GIVEN INSTRUCTION —
Each entry has to be copied exactly, with nothing missed.

Excerpts of location labeling data —
########
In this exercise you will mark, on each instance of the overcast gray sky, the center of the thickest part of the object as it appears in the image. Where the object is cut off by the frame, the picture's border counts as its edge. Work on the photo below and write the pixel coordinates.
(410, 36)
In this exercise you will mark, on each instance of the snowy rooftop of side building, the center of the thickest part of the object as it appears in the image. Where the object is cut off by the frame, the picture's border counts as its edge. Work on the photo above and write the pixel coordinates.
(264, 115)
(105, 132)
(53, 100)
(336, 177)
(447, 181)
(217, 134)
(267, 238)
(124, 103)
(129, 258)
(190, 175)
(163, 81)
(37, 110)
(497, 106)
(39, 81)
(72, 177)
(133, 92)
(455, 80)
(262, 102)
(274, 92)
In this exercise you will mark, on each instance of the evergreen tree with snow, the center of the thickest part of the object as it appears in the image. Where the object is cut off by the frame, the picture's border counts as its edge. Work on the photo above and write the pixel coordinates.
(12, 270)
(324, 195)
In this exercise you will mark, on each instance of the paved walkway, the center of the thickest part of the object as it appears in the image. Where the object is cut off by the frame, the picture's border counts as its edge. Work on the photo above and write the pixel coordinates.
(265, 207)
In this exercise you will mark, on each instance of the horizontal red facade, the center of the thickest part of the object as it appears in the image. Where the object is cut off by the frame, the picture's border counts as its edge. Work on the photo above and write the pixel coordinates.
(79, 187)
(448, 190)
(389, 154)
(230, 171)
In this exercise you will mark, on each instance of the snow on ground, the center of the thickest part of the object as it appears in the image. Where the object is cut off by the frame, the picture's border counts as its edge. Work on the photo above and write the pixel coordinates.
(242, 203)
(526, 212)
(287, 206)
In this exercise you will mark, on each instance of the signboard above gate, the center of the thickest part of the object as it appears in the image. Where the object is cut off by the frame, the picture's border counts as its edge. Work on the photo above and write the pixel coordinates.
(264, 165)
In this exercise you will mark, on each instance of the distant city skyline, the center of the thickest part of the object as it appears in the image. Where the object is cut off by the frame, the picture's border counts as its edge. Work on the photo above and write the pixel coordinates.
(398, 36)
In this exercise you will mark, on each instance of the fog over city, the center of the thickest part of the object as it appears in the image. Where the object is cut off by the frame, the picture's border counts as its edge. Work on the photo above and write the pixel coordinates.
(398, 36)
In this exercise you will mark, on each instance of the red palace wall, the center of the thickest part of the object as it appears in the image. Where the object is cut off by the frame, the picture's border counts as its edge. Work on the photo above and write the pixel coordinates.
########
FINAL ANSWER —
In this exercise you will mark, on each instance of the overcast gray sky, the center of the thickest part of the object as it appears in the image. Where the object is cut off by the frame, the picture's border counts as its edge. Work on the photo below and write the pixel coordinates.
(410, 36)
In this exercise you will mark, on each instance of the snowy rooftop of side building, the center of the thickest part of the object as it appears in the image. Where the object is cut off by the frame, the picture's border counts as its edge. Work on the photo above and write the pixel coordinates.
(264, 115)
(105, 132)
(53, 100)
(336, 177)
(447, 181)
(217, 134)
(267, 238)
(124, 103)
(129, 258)
(190, 175)
(163, 81)
(37, 110)
(497, 106)
(39, 81)
(72, 177)
(133, 92)
(455, 80)
(262, 102)
(274, 92)
In this exercise you will mark, on each instance of the evergreen tree with snow, the center of the thickest part of the object as it appears in the image. Where the object is cut off by the frame, the picture's border counts as its edge. Work on the photo above and write the pixel coordinates.
(12, 270)
(324, 195)
In this exercise you will mark, on each instance of the paved walkway, the center of the thickest part of the object as it appears in the image. Where the object is cut off by the frame, the picture's border counts as its edge. Work on the photo above and write the pixel coordinates.
(265, 207)
In this exercise you will mark, on each instance of the horizontal red facade, the center of the thickest part of the object as it appears in the image. Where the object is cut off by the frame, the picture's border counts as its edge. Work on the photo above and write the pixel coordinates.
(79, 187)
(448, 190)
(389, 154)
(230, 171)
In this exercise you will mark, on each instance of the snow on ground, the center of the thickest part of the object as it appears in the image. Where the object is cut off by the frame, the picture's border counts as its edge. Work on the photo above and write the pixel coordinates.
(242, 203)
(526, 212)
(287, 206)
In this exercise you will mark, on each instance of the signboard above gate, the center of the thickest part of the object as it appears in the image. Where the object is cut off by the frame, the picture's border counts as its edge. Work on the photo above and write the pixel coordinates.
(264, 165)
In this exercise you will mark, on each instance of the distant city skyline, the center of the thickest part of the object as it appears in the image. Where the object is cut off by the frame, the picture's border counts as its edge. Work on the photo above and write the pixel coordinates.
(398, 36)
In this exercise you will mark, on each instance of the fog over city, the center of the thickest part of the object as it appears in the image. Where the object is cut off by the frame, the picture's border counts as its edge. Work on the photo above and write the pixel coordinates.
(398, 36)
In this exercise you will mark, on each instance of the red palace wall, the center of the thickest part of the object as it appears in the image. Where the object is cut off by the frame, the picture's border counts as its edge. Work on the photo above and write the pixel coordinates.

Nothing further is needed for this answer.